__Job 1__.
Answer these questions using the forum thread:
(a) From what distance were the shots taken at the A4 sheet?
(b) What score did the novice class entry receive?
(c) Where will the shooting take place if the shooter makes it through to round 3?
__Job 2__.
List every distinct poster name that appears as a post header in the forum thread.
__Job 3__.
Quote the part of the forum thread starting at "Score: 5 pts" and ending at "here's the video.".

__Text segment__.
┌────────

Thanks, good to see you back Greg.
Phil


----------



## All Buns Glazing

Hey Guys,
Here's my entry for the novice class. Shooting at an A4 sheet of paper from 33ft (10 meters) with single TBG 25/20mm taper with 9.5mm steel on one of the nicest possible days ever.

Score: 5 pts (5 hits).

To be as fair as possible, I just shot these shots cold - the A4 sheet was pretty easy to hit, but it's going to get tougher when we start folding it, I'm certain of that!
If I make it through to round 3, I'll be shooting in the Vietnamese countryside, so that'll be a VAST change of scenery from my messy West Australian backyard! haha

Anyway, here's the video.


----------



## Charles

Good shooting ... looks like the pattern from a full auto burst .... gradually creeping up ...

Cheers .... Charles


----------



## All Buns Glazing

Thanks Charles - truth is the first shot landed high, 2nd low, then it crept to the centreish.


----------



## richblades

good stuff right there.
Looks like I better get to practicing to make it into the second round with ya.
I love to compete at anything but shooting and making holes is an all time favorite.

└────────

Recorded data:

┌────────

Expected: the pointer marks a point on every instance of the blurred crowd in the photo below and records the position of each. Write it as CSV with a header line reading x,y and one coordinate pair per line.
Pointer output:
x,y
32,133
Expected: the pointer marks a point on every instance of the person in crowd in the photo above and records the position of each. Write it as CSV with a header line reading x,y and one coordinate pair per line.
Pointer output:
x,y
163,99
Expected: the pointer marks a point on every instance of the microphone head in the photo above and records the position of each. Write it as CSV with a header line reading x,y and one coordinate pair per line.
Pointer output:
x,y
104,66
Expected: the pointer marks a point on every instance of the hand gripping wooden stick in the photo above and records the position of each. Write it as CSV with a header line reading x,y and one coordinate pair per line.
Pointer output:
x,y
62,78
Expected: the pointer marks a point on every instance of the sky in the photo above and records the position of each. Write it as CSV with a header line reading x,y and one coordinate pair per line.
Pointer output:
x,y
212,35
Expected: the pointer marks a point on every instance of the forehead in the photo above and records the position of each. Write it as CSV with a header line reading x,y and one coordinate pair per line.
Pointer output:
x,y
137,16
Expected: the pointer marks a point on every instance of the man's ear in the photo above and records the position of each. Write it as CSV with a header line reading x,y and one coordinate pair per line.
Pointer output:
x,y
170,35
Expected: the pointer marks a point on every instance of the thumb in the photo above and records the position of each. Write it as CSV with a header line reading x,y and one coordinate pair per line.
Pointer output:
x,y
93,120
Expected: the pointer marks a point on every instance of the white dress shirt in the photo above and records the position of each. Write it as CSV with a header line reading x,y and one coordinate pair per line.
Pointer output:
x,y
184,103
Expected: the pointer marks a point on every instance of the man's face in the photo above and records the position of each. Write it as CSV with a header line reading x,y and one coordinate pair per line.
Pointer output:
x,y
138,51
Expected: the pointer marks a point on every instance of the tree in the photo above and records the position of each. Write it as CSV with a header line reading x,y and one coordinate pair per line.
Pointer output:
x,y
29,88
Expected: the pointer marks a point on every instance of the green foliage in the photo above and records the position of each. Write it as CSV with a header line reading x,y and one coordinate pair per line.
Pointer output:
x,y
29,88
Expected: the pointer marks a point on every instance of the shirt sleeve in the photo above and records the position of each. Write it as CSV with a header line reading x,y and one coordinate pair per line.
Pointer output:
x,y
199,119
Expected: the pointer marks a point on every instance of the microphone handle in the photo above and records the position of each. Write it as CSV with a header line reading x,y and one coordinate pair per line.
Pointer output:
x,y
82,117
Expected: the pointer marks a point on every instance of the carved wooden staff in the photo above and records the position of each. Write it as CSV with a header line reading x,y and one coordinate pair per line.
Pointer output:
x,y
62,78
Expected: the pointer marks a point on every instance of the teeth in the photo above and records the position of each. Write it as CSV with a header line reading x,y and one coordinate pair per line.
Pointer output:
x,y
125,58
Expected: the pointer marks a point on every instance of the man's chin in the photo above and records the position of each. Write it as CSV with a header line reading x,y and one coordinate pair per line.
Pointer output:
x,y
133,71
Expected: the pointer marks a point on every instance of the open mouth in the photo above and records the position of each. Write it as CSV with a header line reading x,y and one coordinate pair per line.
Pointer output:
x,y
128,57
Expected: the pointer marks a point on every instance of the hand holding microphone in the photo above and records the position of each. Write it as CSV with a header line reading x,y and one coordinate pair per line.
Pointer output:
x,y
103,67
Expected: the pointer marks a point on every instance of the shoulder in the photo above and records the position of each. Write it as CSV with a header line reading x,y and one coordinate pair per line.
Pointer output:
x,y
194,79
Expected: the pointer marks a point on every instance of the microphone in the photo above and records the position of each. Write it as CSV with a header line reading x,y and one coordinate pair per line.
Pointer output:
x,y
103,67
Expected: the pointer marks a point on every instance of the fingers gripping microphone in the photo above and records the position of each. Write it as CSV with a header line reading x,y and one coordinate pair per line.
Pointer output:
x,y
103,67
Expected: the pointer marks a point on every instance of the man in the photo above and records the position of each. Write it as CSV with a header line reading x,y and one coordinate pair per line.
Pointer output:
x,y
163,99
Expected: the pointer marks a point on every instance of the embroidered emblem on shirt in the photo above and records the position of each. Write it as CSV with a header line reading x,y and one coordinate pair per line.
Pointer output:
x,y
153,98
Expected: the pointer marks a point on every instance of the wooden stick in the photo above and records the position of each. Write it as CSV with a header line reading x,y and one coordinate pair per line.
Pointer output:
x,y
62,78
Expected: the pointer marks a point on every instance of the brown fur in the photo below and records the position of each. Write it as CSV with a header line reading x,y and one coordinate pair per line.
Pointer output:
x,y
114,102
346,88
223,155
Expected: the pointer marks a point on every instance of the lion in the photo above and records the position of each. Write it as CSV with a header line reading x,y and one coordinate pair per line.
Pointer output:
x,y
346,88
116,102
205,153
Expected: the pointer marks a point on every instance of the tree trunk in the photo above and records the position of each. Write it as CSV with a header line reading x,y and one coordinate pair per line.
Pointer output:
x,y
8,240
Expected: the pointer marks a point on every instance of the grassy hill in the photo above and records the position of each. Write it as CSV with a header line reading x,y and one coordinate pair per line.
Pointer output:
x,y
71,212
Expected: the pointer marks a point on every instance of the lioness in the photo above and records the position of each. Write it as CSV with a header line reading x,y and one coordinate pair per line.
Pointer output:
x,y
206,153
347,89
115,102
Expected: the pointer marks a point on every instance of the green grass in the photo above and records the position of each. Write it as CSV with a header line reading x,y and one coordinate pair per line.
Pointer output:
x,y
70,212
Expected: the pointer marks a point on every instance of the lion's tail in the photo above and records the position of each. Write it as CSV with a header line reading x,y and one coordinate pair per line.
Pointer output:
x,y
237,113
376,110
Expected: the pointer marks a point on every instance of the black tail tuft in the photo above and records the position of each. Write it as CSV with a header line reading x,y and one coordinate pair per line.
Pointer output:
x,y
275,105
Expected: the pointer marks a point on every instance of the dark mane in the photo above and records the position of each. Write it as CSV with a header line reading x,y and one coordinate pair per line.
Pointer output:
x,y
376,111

└────────

__Correct output 1__.
(a) 33ft (10 meters)
(b) 5 pts (5 hits)
(c) In the Vietnamese countryside

__Correct output 2__.
All Buns Glazing
Charles
richblades

__Correct output 3__.
Score: 5 pts (5 hits).

To be as fair as possible, I just shot these shots cold - the A4 sheet was pretty easy to hit, but it's going to get tougher when we start folding it, I'm certain of that!
If I make it through to round 3, I'll be shooting in the Vietnamese countryside, so that'll be a VAST change of scenery from my messy West Australian backyard! haha

Anyway, here's the video.